Selected excerpt:
--- START ---

PORTLAND, Ore., Oct. 4, 2012 (LID) — The timber-industry lobby organization The American Forest Resource Council (AFRC) this week withdrew formal objections to a federal forest-restoration project across thousands of timber-rich acres in southern Oregon.
Filed Aug. 30, the AFRC administrative protest challenged portions of the U.S. Department of the Interior Bureau of Land Management’s 2,200-acre Friese Camp Forest Management Project.
BLM and Department of Forestry officials say the Butte Falls Resource Area project could generate an estimated 20 million board feet of timber, in part from forest restoration thinning on roughly 479 acres.
AFRC, which earlier sought increased federal timberland harvesting of large trees, said it withdrew its challenge to the sale of smaller logs so not to waste government resources or threaten jobs in the beleaguered southern Oregon economy.
“We made our point,” AFRC President Tom Partin said. “We are confident that the BLM is now aware of AFRC’s concerns.”
For its part, the local Southern Oregon Timber Industries Association has supported the project, arguing that the harvest of smaller logs would be a boon for local sawmills.
After withdrawing its administrative protest, AFRC urged–by name–four prominent environmental groups with pending challenges to the project to do the same.
“We have acted in good faith by withdrawing our protest,” Partin said. “We challenge those holding up the BLM sale program with appeals and litigation—Cascadia Wildlands, Center for Biological Diversity, Klamath-Siskiyou Wildlands Center, Oregon Wild and the others—to withdraw their appeals and litigation now. Our forests and our communities depend on our cooperation.”
Arguing there’s “a huge problem” with the BLM’s southern Oregon timber program, Partin noted activist organizations have stopped at least 25 BLM timber sales through appeals and regulatory challenges.
“Those sales contain over 90 million board feet of timber,” he said. “Every million feet of timber supports 38 jobs. That’s almost 3,500 southern Oregonians who are suffering from underemployment at a very bad time in our state’s economy.”
Bids to harvest the 6.75 million board feet were restricted to Small Business Administration qualified companies. The only bidder, the Rough and Ready Timber Co., purchased the 6.75-million-board-foot Vine Maple sale for the appraised $553,553 value, the company said.
In AFRC’s written protest, Partin argued the project and related timber sale would run roughshod over policies and guidelines set forth in the 1994 Northwest Forest Plan (NWFP), flout provisions of the Medford District Resource Management Plan and violate the Oregon and California Revested Lands Sustained Yield Management Act (Pub.L. 75-405).

--- END ---

Information provided:
--- START ---

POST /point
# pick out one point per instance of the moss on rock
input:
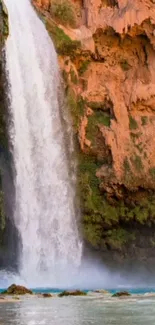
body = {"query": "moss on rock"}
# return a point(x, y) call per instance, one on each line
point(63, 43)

--- END ---
--- START ---

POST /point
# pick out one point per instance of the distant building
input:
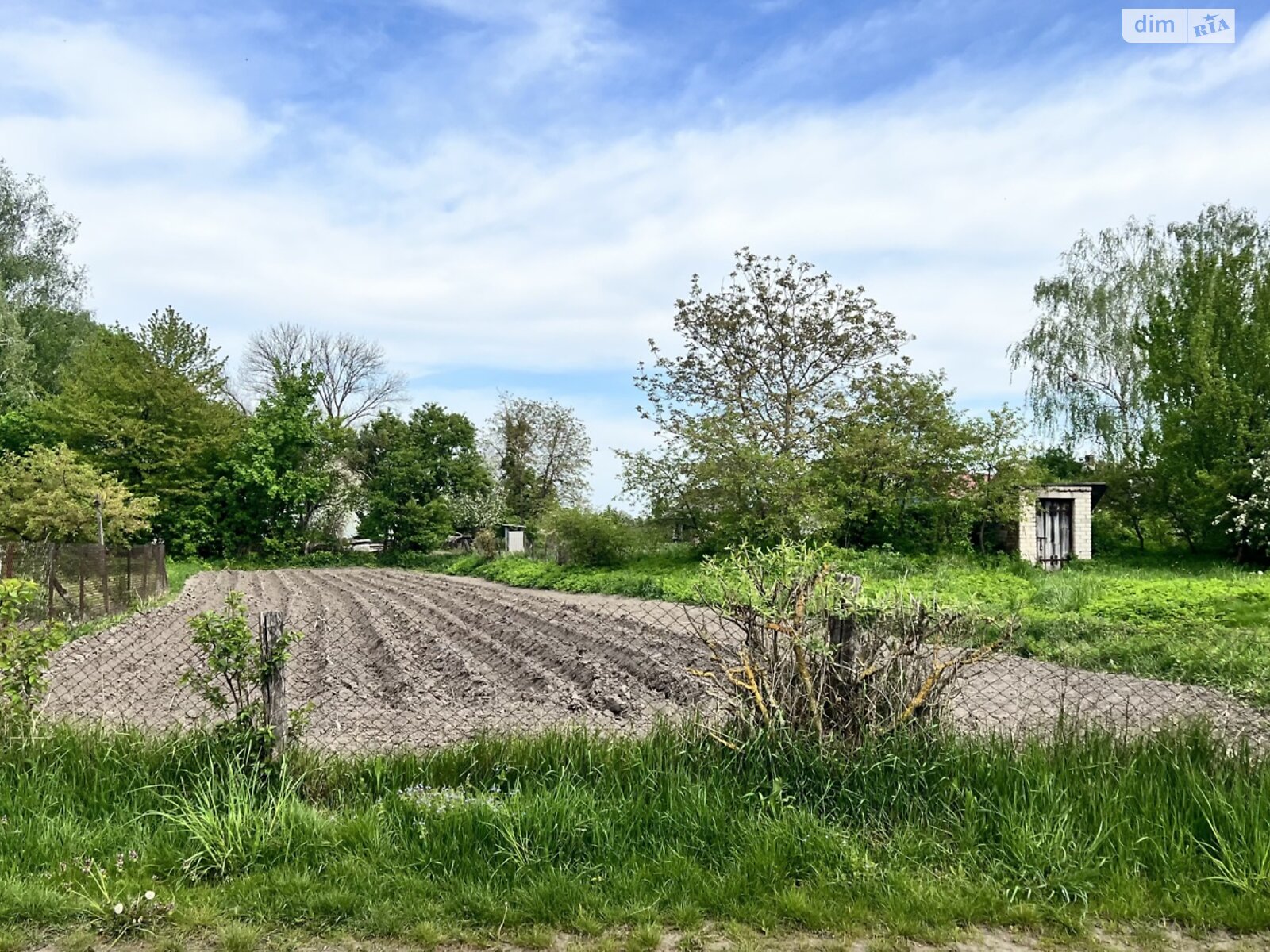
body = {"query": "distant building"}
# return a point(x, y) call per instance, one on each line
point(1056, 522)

--- END ---

Problem to work on:
Please answer these questions from the article on the Friese Camp timber protest:
1. On what date was the AFRC administrative protest filed?
2. How many acres does the Friese Camp Forest Management Project cover?
3. What price did the Rough and Ready Timber Co. pay for the Vine Maple sale?
These records come from a separate source.

Completed exercise:
1. Aug. 30
2. 2,200 acres
3. $553,553, the appraised value